(What is needed):
Report every line of the data below that contains the string "hair", copying each such line in full. Case counts.

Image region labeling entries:
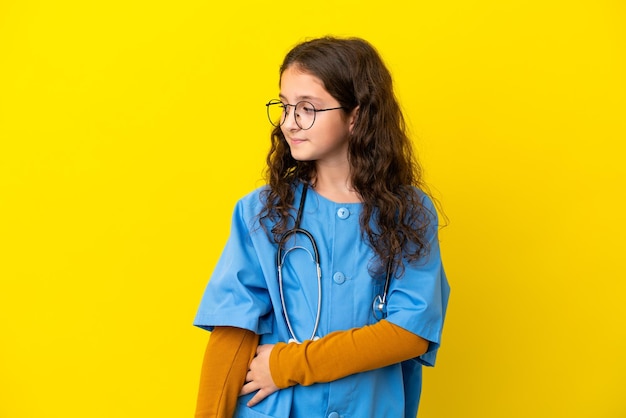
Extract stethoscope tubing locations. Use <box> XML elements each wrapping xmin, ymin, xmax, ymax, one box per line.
<box><xmin>276</xmin><ymin>183</ymin><xmax>393</xmax><ymax>344</ymax></box>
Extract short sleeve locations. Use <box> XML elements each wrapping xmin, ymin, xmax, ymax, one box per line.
<box><xmin>387</xmin><ymin>195</ymin><xmax>450</xmax><ymax>366</ymax></box>
<box><xmin>194</xmin><ymin>201</ymin><xmax>273</xmax><ymax>334</ymax></box>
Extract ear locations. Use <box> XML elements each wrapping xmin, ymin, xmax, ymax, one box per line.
<box><xmin>348</xmin><ymin>106</ymin><xmax>359</xmax><ymax>134</ymax></box>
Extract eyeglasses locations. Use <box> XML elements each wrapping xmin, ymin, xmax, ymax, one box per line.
<box><xmin>265</xmin><ymin>99</ymin><xmax>343</xmax><ymax>131</ymax></box>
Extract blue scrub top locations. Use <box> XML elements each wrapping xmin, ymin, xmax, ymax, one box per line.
<box><xmin>194</xmin><ymin>185</ymin><xmax>450</xmax><ymax>418</ymax></box>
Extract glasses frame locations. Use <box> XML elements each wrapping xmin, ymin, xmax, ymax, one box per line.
<box><xmin>265</xmin><ymin>99</ymin><xmax>345</xmax><ymax>131</ymax></box>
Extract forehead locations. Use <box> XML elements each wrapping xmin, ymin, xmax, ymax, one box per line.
<box><xmin>280</xmin><ymin>66</ymin><xmax>332</xmax><ymax>102</ymax></box>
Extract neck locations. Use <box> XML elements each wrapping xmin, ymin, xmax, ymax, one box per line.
<box><xmin>313</xmin><ymin>165</ymin><xmax>361</xmax><ymax>203</ymax></box>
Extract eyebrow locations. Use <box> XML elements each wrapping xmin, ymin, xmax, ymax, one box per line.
<box><xmin>278</xmin><ymin>93</ymin><xmax>320</xmax><ymax>102</ymax></box>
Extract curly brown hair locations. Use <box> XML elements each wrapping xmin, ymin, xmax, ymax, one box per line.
<box><xmin>259</xmin><ymin>37</ymin><xmax>432</xmax><ymax>275</ymax></box>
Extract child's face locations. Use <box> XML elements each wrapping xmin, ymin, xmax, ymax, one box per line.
<box><xmin>280</xmin><ymin>66</ymin><xmax>356</xmax><ymax>164</ymax></box>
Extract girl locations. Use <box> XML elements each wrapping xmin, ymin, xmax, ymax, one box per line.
<box><xmin>194</xmin><ymin>37</ymin><xmax>449</xmax><ymax>418</ymax></box>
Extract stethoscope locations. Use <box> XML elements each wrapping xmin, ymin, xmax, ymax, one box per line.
<box><xmin>276</xmin><ymin>183</ymin><xmax>393</xmax><ymax>344</ymax></box>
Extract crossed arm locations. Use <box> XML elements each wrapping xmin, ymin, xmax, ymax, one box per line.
<box><xmin>196</xmin><ymin>320</ymin><xmax>428</xmax><ymax>418</ymax></box>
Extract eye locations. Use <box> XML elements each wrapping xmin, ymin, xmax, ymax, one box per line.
<box><xmin>299</xmin><ymin>103</ymin><xmax>315</xmax><ymax>114</ymax></box>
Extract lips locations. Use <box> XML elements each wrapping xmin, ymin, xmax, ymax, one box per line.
<box><xmin>289</xmin><ymin>138</ymin><xmax>306</xmax><ymax>145</ymax></box>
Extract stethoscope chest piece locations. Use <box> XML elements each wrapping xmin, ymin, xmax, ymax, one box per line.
<box><xmin>276</xmin><ymin>184</ymin><xmax>393</xmax><ymax>344</ymax></box>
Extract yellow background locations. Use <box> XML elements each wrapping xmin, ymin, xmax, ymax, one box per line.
<box><xmin>0</xmin><ymin>0</ymin><xmax>626</xmax><ymax>418</ymax></box>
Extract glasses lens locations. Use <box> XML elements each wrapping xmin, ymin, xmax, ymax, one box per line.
<box><xmin>266</xmin><ymin>99</ymin><xmax>287</xmax><ymax>127</ymax></box>
<box><xmin>296</xmin><ymin>102</ymin><xmax>315</xmax><ymax>130</ymax></box>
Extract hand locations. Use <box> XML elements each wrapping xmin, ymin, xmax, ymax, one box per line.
<box><xmin>239</xmin><ymin>344</ymin><xmax>280</xmax><ymax>406</ymax></box>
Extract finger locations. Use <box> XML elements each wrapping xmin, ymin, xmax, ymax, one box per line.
<box><xmin>239</xmin><ymin>382</ymin><xmax>259</xmax><ymax>396</ymax></box>
<box><xmin>247</xmin><ymin>389</ymin><xmax>269</xmax><ymax>407</ymax></box>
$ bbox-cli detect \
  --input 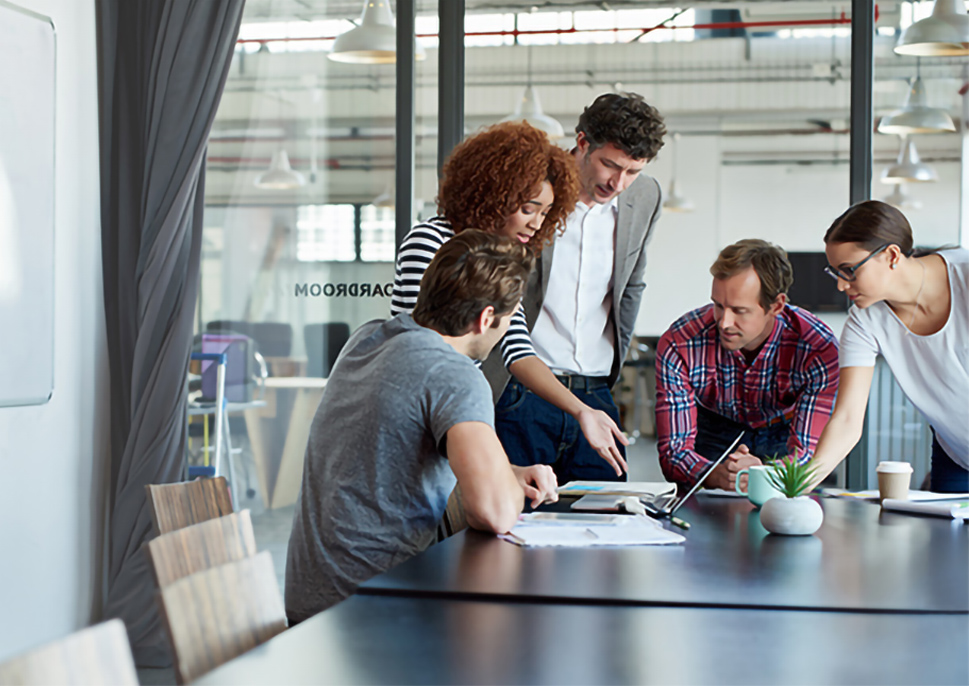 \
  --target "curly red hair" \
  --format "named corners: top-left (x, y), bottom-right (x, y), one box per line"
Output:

(Answer):
Extract curly brown hair locations. Use <box> XML elements each wrapping xmin, ymin, xmax, ymax, one box per line.
  --target "curly red hair" \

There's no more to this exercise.